[Polygon annotations for photos]
==*==

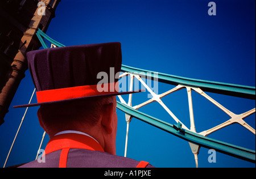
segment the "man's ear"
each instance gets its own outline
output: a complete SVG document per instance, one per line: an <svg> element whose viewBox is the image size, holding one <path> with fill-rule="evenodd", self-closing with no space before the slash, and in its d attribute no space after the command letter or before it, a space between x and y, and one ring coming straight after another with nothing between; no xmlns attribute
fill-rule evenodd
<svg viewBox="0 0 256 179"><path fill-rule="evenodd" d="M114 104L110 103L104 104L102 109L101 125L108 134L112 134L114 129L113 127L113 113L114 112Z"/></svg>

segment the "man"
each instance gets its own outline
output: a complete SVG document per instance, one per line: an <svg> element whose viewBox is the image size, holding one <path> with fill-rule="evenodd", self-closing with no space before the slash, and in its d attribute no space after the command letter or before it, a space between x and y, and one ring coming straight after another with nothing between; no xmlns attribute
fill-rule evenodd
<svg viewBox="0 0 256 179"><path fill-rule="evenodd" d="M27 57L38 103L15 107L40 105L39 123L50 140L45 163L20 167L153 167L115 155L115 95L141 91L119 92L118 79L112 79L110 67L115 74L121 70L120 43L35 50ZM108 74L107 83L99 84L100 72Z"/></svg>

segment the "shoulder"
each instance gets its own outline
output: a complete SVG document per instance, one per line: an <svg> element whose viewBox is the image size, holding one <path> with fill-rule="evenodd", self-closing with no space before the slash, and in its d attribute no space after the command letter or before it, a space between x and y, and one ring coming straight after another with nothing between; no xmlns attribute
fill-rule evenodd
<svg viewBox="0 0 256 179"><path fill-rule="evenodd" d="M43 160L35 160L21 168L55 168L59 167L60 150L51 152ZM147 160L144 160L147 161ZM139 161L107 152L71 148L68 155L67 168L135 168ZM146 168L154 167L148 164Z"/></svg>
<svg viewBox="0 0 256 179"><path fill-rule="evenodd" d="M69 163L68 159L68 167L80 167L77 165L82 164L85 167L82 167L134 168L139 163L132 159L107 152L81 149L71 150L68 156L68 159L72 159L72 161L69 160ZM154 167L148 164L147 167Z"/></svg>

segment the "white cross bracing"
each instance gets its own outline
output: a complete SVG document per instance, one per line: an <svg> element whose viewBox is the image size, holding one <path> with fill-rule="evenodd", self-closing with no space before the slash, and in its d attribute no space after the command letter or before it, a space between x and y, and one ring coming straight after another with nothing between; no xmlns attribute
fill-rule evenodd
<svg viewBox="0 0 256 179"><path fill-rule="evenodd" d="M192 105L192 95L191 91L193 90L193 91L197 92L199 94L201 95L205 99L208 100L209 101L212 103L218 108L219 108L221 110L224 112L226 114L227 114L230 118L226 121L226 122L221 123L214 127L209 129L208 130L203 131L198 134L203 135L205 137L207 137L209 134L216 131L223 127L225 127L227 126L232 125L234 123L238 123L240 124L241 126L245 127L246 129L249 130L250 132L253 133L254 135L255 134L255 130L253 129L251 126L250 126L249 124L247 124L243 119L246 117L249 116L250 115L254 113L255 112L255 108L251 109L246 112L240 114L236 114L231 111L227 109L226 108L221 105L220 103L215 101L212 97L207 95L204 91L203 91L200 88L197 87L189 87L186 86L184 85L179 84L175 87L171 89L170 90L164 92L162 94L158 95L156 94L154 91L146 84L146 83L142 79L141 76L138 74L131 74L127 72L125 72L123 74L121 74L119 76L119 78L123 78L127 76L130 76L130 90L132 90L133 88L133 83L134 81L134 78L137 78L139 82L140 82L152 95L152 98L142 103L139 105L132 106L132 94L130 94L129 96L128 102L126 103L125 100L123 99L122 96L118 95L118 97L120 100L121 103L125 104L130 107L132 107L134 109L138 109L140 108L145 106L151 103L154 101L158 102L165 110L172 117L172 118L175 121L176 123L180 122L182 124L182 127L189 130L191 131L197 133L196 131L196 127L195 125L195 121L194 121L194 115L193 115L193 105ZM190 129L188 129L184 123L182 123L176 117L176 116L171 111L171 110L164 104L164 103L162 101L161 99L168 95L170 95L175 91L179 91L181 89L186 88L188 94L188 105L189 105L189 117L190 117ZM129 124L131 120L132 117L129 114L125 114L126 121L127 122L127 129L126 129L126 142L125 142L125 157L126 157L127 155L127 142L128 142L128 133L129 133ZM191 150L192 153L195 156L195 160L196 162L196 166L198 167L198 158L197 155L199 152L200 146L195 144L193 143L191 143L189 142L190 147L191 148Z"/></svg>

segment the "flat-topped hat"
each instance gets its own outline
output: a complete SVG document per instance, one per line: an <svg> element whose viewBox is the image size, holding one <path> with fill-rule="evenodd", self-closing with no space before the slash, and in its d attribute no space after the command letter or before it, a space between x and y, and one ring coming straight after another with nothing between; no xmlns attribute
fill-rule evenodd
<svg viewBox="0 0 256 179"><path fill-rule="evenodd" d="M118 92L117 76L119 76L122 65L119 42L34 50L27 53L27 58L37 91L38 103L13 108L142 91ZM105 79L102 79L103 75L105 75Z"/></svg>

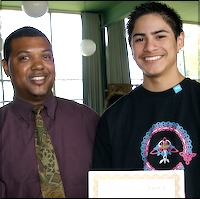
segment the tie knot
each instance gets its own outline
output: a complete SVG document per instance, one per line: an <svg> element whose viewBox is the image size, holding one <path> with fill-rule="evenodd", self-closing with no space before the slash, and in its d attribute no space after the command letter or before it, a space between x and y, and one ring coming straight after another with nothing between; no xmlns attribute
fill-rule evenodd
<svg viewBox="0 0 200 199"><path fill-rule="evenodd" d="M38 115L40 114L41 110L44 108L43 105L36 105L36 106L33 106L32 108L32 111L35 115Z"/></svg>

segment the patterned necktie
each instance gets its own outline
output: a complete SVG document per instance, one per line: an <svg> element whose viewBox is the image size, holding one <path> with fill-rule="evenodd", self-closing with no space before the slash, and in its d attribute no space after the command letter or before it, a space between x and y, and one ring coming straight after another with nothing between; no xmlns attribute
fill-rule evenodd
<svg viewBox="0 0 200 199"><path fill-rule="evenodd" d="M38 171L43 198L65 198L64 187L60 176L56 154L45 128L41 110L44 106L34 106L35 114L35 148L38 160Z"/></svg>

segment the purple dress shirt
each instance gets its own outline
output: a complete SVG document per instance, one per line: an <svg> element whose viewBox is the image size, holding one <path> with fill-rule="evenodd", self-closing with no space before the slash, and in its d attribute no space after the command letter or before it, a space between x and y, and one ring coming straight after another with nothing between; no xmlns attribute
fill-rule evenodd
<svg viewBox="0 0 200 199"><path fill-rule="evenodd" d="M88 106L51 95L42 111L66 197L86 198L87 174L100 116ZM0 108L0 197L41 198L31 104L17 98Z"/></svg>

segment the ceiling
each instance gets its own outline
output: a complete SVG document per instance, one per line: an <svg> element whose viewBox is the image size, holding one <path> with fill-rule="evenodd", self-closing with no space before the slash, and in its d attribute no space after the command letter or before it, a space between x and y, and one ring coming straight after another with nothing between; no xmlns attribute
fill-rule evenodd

==*==

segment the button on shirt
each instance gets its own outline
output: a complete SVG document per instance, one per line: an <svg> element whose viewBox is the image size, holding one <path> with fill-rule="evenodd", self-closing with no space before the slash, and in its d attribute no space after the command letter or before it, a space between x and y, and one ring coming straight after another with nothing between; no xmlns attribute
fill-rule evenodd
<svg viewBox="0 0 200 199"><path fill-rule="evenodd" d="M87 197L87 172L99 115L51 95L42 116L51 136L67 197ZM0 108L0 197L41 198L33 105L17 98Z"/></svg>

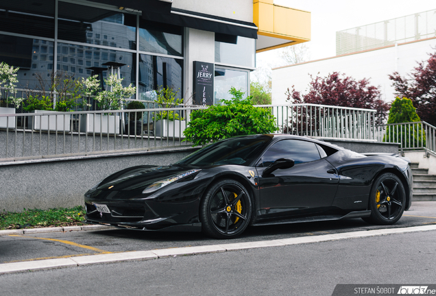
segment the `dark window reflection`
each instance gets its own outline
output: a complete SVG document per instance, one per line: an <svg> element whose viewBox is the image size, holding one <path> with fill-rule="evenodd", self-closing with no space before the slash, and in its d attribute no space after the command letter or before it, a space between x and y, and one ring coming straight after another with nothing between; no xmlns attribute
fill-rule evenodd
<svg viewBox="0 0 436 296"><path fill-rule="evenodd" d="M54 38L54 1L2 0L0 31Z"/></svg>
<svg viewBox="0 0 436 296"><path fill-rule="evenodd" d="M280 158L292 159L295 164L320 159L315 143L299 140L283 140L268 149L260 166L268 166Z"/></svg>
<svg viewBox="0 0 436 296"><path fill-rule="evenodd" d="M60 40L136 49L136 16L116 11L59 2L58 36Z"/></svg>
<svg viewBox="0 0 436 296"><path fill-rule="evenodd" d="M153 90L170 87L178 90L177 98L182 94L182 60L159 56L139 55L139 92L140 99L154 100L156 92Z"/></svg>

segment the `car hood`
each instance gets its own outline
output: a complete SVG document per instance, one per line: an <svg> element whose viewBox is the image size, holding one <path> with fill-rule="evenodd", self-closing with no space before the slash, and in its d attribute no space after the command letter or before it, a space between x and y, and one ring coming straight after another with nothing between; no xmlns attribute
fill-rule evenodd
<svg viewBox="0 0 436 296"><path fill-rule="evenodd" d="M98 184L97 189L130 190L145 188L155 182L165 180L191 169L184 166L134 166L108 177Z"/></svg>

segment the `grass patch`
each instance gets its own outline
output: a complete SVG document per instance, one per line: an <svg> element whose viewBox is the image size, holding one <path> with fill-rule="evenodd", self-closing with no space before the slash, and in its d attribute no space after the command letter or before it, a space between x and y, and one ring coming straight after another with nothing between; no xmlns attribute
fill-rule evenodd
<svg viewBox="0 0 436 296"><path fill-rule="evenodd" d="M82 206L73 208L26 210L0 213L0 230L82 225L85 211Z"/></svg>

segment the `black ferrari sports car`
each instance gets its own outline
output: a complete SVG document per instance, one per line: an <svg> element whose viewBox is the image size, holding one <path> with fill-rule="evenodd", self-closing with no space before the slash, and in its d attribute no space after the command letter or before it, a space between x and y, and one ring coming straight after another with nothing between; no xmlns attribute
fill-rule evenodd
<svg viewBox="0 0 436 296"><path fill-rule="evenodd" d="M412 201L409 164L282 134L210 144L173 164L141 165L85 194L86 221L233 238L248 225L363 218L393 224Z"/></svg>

==*==

#### Short problem:
Pick out each line in the rows above that contains the string "shirt" and copy those lines. Treat the match as case-sensitive.

#### Task answer:
segment the purple dress shirt
segment the button on shirt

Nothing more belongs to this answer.